TO DO ::
[1] List every condition that the letters of the acronym "CHILD" stand for, according to the text on CHILD syndrome.
[2] Pick up the text on CHILD syndrome after its last sentence and continue it.

- This condition is inherited in an X-linked dominant manner.
- Specialty: Medical genetics

= CHILD syndrome =

Congenital hemidysplasia with ichthyosiform erythroderma and limb defects (also known as "CHILD syndrome") is a genetic disorder with onset at birth seen almost exclusively in females. The disorder is related to CPDX2, and also has skin and skeletal abnormalities, distinguished by a sharp midline demarcation of the ichthyosis with minimal linear or segmental contralateral involvement.

The acronym was introduced in 1980.

==Symptoms and signs==
The acronym "CHILD" stands for the symptoms of the syndrome:
- CH = congenital hemidysplasia—one side of the body, most of the time the right side, is poorly developed. The right ribs, neck, vertebrae, etc. may be underdeveloped and the internal organs may be affected.
- I - ichthyosiform erythroderma—at birth or shortly after birth, there are red, inflamed patches (erythroderma), and flaky scales (ichthyosis) on the side of the body that is affected. Hair loss on the same side may also be possible.
- LD - limb defects—fingers on the hand or toes on the foot of the affected side may be missing. An arm or leg may also be shortened or even missing.

==Pathophysiology==
CHILD syndrome is inherited in an X-linked dominant fashion and is associated with a mutation of the NSDHL gene. This gene encodes for the enzyme 3beta-hydroxy sterol dehydrogenase which catalyzes a step in the cholesterol biosynthetic pathway. Locations of this enzyme include the membranes of the endoplasmic reticulum and on the surface of intracellular lipid storage droplets. A shortage of the enzyme may allow potentially toxic byproducts of cholesterol production to accumulate in the body's tissues. Mutations of the gene have been reported in all three types: missense, nonsense, and stop mutations, all resulting in loss of function of NSDHL. The type of mutation is not believed to be the underlining reason for clinical variations in the extent of involvement but rather the differences in the pattern of X inactivation. Although researchers suspect that low levels of cholesterol and/or an accumulation of other substances are responsible for disrupting the growth and development of many body parts, the precise rationale for the laterality of the syndrome has yet to be determined.

==Diagnosis==
The symptoms would appear at birth or shortly after birth. The combination of physical symptoms on the child would suggest they have CHILD syndrome. A skin sample examined under a microscope would suggest the characteristics of the syndrome and an X-ray of the trunk, arms, and legs would help to detect underdeveloped bones. A CT scan would help detect problems of the internal organs.

EXTRACTED INFORMATION ::

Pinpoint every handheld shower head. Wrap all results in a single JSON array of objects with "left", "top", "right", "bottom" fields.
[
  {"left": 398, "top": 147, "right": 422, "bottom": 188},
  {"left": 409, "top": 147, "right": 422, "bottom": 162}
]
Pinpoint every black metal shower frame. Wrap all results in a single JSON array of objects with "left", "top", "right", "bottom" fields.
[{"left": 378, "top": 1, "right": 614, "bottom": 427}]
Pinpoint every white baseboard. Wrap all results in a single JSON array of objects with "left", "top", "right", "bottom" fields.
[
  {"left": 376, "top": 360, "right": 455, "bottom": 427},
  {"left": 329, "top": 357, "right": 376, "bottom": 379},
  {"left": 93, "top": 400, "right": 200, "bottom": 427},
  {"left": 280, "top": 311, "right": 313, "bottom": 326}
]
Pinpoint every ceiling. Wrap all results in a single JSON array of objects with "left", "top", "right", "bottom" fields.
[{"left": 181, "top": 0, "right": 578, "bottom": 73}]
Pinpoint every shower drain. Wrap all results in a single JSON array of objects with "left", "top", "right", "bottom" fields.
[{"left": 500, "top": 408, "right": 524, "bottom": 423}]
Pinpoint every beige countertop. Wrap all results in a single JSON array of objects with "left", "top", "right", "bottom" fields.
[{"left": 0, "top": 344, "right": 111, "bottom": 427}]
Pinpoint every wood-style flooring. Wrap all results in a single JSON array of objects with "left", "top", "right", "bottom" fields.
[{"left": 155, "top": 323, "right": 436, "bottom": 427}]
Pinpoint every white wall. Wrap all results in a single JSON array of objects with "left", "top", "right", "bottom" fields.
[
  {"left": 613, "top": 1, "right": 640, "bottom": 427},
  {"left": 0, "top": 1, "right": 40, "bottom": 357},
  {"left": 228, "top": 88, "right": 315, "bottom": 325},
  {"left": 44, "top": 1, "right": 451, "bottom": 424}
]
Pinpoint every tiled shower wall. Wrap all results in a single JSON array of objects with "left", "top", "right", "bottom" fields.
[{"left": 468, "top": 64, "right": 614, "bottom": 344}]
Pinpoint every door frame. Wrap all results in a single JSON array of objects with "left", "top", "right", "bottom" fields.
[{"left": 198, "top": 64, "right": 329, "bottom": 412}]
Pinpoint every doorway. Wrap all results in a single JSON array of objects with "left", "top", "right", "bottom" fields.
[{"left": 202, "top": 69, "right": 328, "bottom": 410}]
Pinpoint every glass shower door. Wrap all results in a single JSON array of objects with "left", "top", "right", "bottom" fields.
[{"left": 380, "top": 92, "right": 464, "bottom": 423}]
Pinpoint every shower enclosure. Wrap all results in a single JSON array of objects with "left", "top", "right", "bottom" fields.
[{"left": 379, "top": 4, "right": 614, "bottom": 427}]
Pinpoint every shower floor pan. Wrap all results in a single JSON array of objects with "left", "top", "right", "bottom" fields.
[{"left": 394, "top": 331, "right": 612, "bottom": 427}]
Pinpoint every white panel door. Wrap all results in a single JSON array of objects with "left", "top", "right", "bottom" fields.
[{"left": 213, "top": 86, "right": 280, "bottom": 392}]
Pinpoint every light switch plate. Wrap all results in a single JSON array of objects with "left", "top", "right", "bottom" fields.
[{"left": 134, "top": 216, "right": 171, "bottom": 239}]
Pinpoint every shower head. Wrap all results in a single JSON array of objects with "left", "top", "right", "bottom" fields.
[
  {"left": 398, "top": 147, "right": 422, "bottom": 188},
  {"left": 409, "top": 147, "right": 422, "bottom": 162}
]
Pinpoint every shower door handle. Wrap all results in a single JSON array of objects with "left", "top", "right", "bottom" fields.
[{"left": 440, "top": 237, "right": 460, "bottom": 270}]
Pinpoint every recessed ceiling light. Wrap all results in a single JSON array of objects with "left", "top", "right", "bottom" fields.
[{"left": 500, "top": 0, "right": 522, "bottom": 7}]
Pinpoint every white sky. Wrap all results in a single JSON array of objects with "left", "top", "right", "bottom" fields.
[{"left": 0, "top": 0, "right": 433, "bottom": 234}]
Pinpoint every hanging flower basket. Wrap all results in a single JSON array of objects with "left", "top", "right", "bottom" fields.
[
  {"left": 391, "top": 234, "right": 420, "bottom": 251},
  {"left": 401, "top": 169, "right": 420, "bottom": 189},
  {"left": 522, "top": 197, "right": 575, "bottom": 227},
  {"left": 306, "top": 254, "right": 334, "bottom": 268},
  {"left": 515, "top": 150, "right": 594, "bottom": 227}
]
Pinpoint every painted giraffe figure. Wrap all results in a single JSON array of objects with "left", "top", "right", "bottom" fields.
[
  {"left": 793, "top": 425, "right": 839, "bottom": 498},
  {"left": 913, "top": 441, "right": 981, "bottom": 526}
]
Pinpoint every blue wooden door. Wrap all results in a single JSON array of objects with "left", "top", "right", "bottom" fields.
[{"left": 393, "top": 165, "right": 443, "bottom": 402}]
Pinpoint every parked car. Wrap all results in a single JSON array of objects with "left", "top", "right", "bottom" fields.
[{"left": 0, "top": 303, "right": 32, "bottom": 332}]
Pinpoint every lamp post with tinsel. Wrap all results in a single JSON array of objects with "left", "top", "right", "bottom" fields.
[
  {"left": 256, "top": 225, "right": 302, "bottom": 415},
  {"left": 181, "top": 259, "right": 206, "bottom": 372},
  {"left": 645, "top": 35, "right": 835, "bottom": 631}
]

RESPONSES FOR EACH TASK ::
[1] Congenital hemidysplasia, ichthyosiform erythroderma, limb defects

[2]
==Treatment==

There is currently no treatment for CHILD syndrome so any treatment would target the symptoms currently present. Emoillents like Lac-Hydran (ammonium lactate) and Ureaphil (urea) are used to treat scaly patches on the skin. A pediatric orthopedic surgeon can evaluate any underdevelopment in the bones and treat them if necessary.

==Epidemiology==

===Frequency===
CHILD syndrome is a rare disorder with less than 100 recorded cases worldwide thus far in literature.

===Mortality/morbidity===
CHILD syndrome is not fatal unless there are problems with the internal organs. The most common causes of early death in people with the syndrome are cardiovascular malformations. However, central nervous system, skeletal, kidney, lung, and other visceral defects also contribute significantly.

===Gender===
CHILD syndrome occurs almost exclusively in females. Only 2 known cases have been reported in males, one having a normal 46,XY karyotype, suggesting an early postzygotic somatic mutation.

===Age===
Because CHILD syndrome is a congenital disorder, the symptoms may be present at birth or may develop during the first few weeks of life and continue for the lifetime of the patient.

==History==
The earliest recorded case of CHILD syndrome was in 1903. Otto Sachs was accredited for first describing the clinical characteristics of the syndrome in an 8-year-old girl. The nearest proceeding news on the topic was a report in 1948 by Zellweger and Uelinger, who reported a patient with "half-sided osteochondrodermatitis and nevus ichthyosiformis." The first case of CHILD syndrome with ocular manifestations in a patient with progressive bilateral optic nerve atrophy was recently reported in 2010 by Knape et al.

==Notable people==

Paralympic skier and medallist Stephanie Jallen competes in classification LW9-1 at the Sochi Winter Paralympics.